§ TASK DIRECTIONS: Your answer must be an exact copy of the records below.

§ DATA FOR REVIEW:
********

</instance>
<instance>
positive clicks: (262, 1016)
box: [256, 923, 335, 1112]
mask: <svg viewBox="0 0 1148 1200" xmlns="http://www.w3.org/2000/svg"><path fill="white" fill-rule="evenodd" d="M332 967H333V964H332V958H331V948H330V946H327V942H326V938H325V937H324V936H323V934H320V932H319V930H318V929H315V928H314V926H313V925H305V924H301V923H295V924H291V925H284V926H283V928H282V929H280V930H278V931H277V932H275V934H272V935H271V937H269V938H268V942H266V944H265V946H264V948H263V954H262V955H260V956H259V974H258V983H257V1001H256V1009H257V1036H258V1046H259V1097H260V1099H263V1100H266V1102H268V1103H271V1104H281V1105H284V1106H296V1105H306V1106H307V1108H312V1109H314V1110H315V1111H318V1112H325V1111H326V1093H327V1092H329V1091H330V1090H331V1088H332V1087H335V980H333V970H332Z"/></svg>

********

§ ANSWER TO THE EXERCISE:
</instance>
<instance>
positive clicks: (262, 1016)
box: [256, 923, 335, 1112]
mask: <svg viewBox="0 0 1148 1200" xmlns="http://www.w3.org/2000/svg"><path fill="white" fill-rule="evenodd" d="M332 967H333V964H332V958H331V948H330V946H327V942H326V938H325V937H324V936H323V934H320V932H319V930H318V929H315V928H314V926H313V925H305V924H301V923H295V924H291V925H284V926H283V928H282V929H280V930H278V931H277V932H275V934H272V935H271V937H269V938H268V942H266V944H265V946H264V948H263V954H262V955H260V956H259V974H258V983H257V1001H256V1009H257V1036H258V1046H259V1097H260V1099H263V1100H266V1102H268V1103H271V1104H281V1105H284V1106H296V1105H306V1106H307V1108H312V1109H314V1110H315V1111H318V1112H325V1111H326V1093H327V1092H329V1091H330V1090H331V1088H332V1087H335V980H333V970H332Z"/></svg>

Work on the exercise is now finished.